Supplied passage —

=== Section Start ===

Previous installments in this series:
Above: One of many bird feeders I had around my house in the Pacific Northwest. Note that it was positioned close to a living room window, so I could watch the birds. Though designed as a squirrel baffle, the plastic dome over the feeder helped to keep the seed dry. Unfortunately, this style of feeder doesn't take a plastic dish to catch seed, so I had to clean the ground under the feeder using a small rake. The feeder was positioned away from the bird bath (it looks like a large rock) so that seed and droppings don't fall in the water.
MOST BIRDS ARE MESSY EATERS. They throw seed around. They scatter seed hulls, to say nothing of droppings. If you let this stuff accumulate under the feeder it will not only make a mess but also, potentially, spread disease to other birds.
That's why it's important to give some thought to how you set up a bird feeder. Your goal is to make cleanup as easy as possible.
One trick is to attach a plastic tray to the bottom of your feeder. The tray will catch most, but probably not all, droppings and waste, and it can be removed for easy cleaning. Droll Yankees makes trays that attach to the bottoms of almost all of their feeders. It's also possible to buy trays that can be hung underneath other styles of feeders. In choosing a tray, bigger is better because bigger trays catch more. You also should think about how easy the tray will be to clean, as it will have to be cleaned often.
A disadvantage of trays is that they provide comfortable seating for squirrels and large birds. If you're trying to avoid feeding either or both of the former, you may want to try another option.
An alternative to putting a tray under your feeder is to hang the feeder over a surface that can be swept easily. This is also a good way to feed ground-feeding birds: If you throw the seed on a driveway, for example, it will be easier for you to sweep up or hose off any waste.

=== Section End ===

Records contained in a dataset
=== Section Start ===

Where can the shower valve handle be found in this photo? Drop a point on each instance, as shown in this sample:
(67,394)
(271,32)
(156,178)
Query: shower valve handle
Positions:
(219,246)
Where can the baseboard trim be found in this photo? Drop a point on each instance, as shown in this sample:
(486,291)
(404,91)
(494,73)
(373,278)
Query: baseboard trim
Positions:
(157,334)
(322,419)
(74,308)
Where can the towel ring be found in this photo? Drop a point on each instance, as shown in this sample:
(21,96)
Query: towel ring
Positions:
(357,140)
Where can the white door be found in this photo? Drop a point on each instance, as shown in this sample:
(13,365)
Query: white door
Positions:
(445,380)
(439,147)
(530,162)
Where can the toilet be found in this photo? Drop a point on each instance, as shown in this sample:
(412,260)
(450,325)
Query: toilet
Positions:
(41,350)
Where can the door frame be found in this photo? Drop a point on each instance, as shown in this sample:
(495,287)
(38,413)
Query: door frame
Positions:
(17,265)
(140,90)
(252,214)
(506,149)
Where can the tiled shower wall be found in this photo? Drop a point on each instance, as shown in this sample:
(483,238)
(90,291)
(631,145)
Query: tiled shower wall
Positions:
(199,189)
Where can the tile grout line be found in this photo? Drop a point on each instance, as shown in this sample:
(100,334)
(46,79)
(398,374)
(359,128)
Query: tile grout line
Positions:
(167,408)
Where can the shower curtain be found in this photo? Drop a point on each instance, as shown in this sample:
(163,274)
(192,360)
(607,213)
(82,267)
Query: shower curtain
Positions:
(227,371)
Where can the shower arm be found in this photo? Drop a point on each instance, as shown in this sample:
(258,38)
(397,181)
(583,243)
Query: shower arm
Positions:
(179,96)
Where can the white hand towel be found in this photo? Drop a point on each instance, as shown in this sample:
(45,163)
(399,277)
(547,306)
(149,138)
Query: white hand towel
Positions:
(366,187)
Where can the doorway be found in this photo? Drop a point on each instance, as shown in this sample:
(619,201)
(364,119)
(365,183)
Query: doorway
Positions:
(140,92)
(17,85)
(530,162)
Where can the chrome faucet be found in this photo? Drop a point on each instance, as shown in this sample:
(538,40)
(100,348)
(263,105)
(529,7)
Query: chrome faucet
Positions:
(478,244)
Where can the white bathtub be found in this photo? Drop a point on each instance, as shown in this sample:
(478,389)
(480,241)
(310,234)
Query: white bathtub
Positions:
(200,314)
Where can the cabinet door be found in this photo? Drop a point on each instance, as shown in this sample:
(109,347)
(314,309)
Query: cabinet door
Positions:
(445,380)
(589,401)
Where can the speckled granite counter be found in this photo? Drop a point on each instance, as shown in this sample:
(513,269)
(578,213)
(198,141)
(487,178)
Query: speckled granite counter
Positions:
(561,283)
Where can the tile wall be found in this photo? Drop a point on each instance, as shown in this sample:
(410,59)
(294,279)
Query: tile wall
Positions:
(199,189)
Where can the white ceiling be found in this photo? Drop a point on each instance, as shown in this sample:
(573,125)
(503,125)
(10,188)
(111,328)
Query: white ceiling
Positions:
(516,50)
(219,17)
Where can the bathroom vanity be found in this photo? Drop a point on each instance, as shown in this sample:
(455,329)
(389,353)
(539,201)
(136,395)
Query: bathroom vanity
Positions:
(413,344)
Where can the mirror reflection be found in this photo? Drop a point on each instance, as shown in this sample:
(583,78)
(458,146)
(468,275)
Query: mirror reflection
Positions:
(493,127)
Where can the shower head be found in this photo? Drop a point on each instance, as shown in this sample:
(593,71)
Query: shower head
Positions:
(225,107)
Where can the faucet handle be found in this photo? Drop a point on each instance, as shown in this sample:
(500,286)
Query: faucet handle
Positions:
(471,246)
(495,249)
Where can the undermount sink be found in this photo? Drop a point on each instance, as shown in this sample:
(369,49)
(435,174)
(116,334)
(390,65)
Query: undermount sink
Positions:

=== Section End ===

Exercises —
[1] According to the bird feeder cleanup text, what messes do birds throw or scatter while eating? List each one.
[2] Retype the portion of the bird feeder cleanup text between "An alternative to" and "off any waste.", inclusive.

Exercise results —
[1]
- Seed
- Seed hulls
- Droppings

[2]
An alternative to putting a tray under your feeder is to hang the feeder over a surface that can be swept easily. This is also a good way to feed ground-feeding birds: If you throw the seed on a driveway, for example, it will be easier for you to sweep up or hose off any waste.